*** Dataset extract Section Begins ***

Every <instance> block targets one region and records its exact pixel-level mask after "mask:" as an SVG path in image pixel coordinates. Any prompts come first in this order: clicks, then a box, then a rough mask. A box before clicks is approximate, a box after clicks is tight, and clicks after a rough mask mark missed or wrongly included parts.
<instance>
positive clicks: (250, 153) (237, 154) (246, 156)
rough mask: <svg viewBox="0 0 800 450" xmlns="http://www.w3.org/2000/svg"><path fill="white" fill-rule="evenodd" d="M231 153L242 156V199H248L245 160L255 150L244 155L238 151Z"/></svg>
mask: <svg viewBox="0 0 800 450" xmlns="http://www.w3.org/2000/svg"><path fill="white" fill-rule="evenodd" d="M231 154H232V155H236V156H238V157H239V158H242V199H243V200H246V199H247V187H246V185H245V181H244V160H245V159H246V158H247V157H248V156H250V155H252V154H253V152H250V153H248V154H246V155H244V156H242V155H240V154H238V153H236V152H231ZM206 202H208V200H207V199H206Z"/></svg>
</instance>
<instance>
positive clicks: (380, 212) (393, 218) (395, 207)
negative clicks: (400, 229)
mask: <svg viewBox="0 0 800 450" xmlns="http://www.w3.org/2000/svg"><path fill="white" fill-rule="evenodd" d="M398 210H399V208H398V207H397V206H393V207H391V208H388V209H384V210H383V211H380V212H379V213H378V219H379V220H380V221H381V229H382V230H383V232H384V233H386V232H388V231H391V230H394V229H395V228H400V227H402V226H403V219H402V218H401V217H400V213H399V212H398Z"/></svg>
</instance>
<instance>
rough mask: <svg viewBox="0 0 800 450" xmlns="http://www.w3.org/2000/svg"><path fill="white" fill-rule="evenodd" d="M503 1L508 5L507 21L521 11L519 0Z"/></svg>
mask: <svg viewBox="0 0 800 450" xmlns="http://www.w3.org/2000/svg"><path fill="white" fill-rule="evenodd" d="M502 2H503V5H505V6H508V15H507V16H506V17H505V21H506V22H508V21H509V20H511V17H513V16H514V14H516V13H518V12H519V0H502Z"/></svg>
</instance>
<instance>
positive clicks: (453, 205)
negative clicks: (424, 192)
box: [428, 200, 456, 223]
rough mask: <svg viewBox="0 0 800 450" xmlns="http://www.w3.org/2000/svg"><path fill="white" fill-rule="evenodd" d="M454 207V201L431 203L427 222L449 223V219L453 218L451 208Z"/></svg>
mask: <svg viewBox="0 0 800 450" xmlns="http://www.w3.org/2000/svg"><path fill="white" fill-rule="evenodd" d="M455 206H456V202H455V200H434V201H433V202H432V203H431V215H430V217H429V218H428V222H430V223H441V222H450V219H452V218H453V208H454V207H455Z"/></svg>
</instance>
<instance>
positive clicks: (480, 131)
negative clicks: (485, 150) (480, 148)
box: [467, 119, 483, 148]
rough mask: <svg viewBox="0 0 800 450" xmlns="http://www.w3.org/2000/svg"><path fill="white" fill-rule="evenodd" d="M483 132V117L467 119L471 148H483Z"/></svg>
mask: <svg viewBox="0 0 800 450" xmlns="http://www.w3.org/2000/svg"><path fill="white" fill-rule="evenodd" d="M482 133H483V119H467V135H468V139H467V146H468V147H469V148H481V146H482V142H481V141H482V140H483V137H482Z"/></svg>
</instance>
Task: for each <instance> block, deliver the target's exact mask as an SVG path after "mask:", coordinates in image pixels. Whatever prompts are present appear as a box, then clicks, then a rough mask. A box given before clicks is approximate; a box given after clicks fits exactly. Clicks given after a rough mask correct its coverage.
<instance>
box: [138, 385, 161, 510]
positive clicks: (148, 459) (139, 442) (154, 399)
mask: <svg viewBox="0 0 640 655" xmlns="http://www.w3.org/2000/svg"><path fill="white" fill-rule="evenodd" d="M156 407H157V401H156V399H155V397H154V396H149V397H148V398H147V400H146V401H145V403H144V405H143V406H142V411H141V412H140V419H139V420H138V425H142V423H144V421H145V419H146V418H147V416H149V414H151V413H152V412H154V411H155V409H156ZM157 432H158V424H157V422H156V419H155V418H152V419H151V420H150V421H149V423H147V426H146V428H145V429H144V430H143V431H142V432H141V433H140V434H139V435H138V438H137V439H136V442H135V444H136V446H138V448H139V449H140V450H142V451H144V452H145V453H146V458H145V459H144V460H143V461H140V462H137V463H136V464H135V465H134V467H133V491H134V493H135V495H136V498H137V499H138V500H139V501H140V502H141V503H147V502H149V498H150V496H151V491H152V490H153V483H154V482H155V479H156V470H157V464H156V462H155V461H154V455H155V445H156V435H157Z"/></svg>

*** Dataset extract Section Ends ***

Rewrite all the records above, switching each occurrence of "positive clicks" to "foreground clicks" and leaving everything else unchanged.

> _Finished task_
Every <instance> block targets one region and records its exact pixel-level mask after "mask:" as an SVG path in image pixel coordinates. Any prompts come first in this order: clicks, then a box, then a rough mask. A box before clicks is approximate, a box after clicks is tight, and clicks after a rough mask mark missed or wrongly included parts.
<instance>
foreground clicks: (250, 153) (237, 154) (246, 156)
rough mask: <svg viewBox="0 0 800 450" xmlns="http://www.w3.org/2000/svg"><path fill="white" fill-rule="evenodd" d="M231 153L242 156V199H248L245 160L255 150L244 155L238 151Z"/></svg>
mask: <svg viewBox="0 0 800 450" xmlns="http://www.w3.org/2000/svg"><path fill="white" fill-rule="evenodd" d="M231 154H232V155H236V156H238V157H239V158H242V199H243V200H246V199H247V187H246V185H245V181H244V160H245V159H246V158H247V157H248V156H250V155H252V154H253V152H250V153H248V154H246V155H244V156H242V155H240V154H238V153H236V152H231ZM206 202H208V200H207V199H206Z"/></svg>
</instance>
<instance>
foreground clicks: (380, 212) (393, 218) (395, 207)
negative clicks: (400, 229)
mask: <svg viewBox="0 0 800 450" xmlns="http://www.w3.org/2000/svg"><path fill="white" fill-rule="evenodd" d="M398 210H399V208H398V207H397V206H393V207H391V208H388V209H384V210H383V211H380V212H379V213H378V219H379V220H380V221H381V229H382V230H383V232H384V233H386V232H388V231H391V230H394V229H395V228H400V227H402V226H403V219H402V218H401V217H400V213H399V212H398Z"/></svg>
</instance>
<instance>
rough mask: <svg viewBox="0 0 800 450" xmlns="http://www.w3.org/2000/svg"><path fill="white" fill-rule="evenodd" d="M503 1L508 5L507 21L521 11L519 0Z"/></svg>
mask: <svg viewBox="0 0 800 450" xmlns="http://www.w3.org/2000/svg"><path fill="white" fill-rule="evenodd" d="M502 2H503V5H505V6H508V15H507V16H506V17H505V21H506V22H508V21H509V20H511V17H513V16H514V14H516V13H518V12H519V0H502Z"/></svg>
</instance>
<instance>
foreground clicks: (453, 205)
negative clicks: (424, 192)
box: [428, 200, 456, 223]
rough mask: <svg viewBox="0 0 800 450" xmlns="http://www.w3.org/2000/svg"><path fill="white" fill-rule="evenodd" d="M454 207V201L431 203L427 222L449 223V219L453 218L451 208Z"/></svg>
mask: <svg viewBox="0 0 800 450" xmlns="http://www.w3.org/2000/svg"><path fill="white" fill-rule="evenodd" d="M455 206H456V202H455V200H434V201H433V202H432V203H431V215H430V217H429V218H428V222H430V223H441V222H450V219H452V218H453V208H454V207H455Z"/></svg>
</instance>
<instance>
foreground clicks: (480, 131)
negative clicks: (485, 150) (480, 148)
box: [467, 119, 483, 148]
rough mask: <svg viewBox="0 0 800 450" xmlns="http://www.w3.org/2000/svg"><path fill="white" fill-rule="evenodd" d="M483 132V117L467 119L471 148H483Z"/></svg>
mask: <svg viewBox="0 0 800 450" xmlns="http://www.w3.org/2000/svg"><path fill="white" fill-rule="evenodd" d="M482 133H483V119H467V135H468V139H467V146H468V147H469V148H481V146H482V142H481V141H482V140H483V137H482Z"/></svg>
</instance>
Task: for each <instance> block, deliver the target's exact mask as an SVG path after "mask:", coordinates in image pixels. Whatever prompts are present appear as a box, then clicks, then a rough mask. A box given before clicks is approximate; a box given after clicks fits exactly. Clicks given after a rough mask correct its coverage.
<instance>
box: [138, 385, 161, 510]
foreground clicks: (148, 459) (139, 442) (154, 399)
mask: <svg viewBox="0 0 640 655" xmlns="http://www.w3.org/2000/svg"><path fill="white" fill-rule="evenodd" d="M156 407H157V401H156V399H155V397H154V396H149V397H148V398H147V400H146V401H145V403H144V405H143V406H142V411H141V412H140V419H139V420H138V425H142V423H144V421H145V419H146V418H147V416H149V414H151V413H152V412H154V411H155V409H156ZM157 432H158V424H157V422H156V419H155V418H152V419H151V420H150V421H149V423H147V426H146V428H145V429H144V430H143V431H142V432H141V433H140V434H139V435H138V438H137V439H136V442H135V444H136V446H138V448H139V449H140V450H142V451H144V452H145V453H146V458H145V459H144V460H143V461H140V462H137V463H136V464H135V465H134V467H133V491H134V493H135V495H136V498H137V499H138V500H139V501H140V502H141V503H147V502H149V498H150V496H151V491H152V490H153V483H154V482H155V479H156V470H157V464H156V462H155V461H154V455H155V445H156V435H157Z"/></svg>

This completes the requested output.